Stated problem.
Present every line of the listing below as a numbered list, skipping blank lines and leaving out the pictures.

Coordinate labeling data
* * * *

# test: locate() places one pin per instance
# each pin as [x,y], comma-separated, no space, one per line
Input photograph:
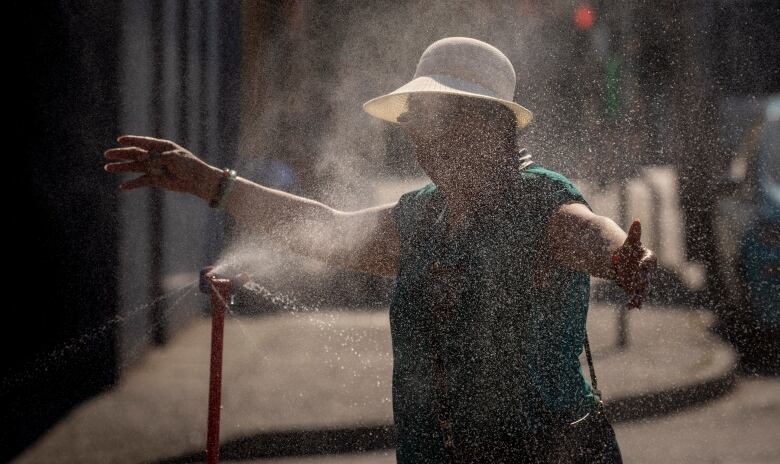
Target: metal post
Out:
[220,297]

* * * *

Response to the exercise.
1. # test: locate() places one pin per instance
2. # each pin as [x,y], comma-separated, no space, one per line
3. Input photograph:
4. Target: metal post
5. Out:
6. [220,297]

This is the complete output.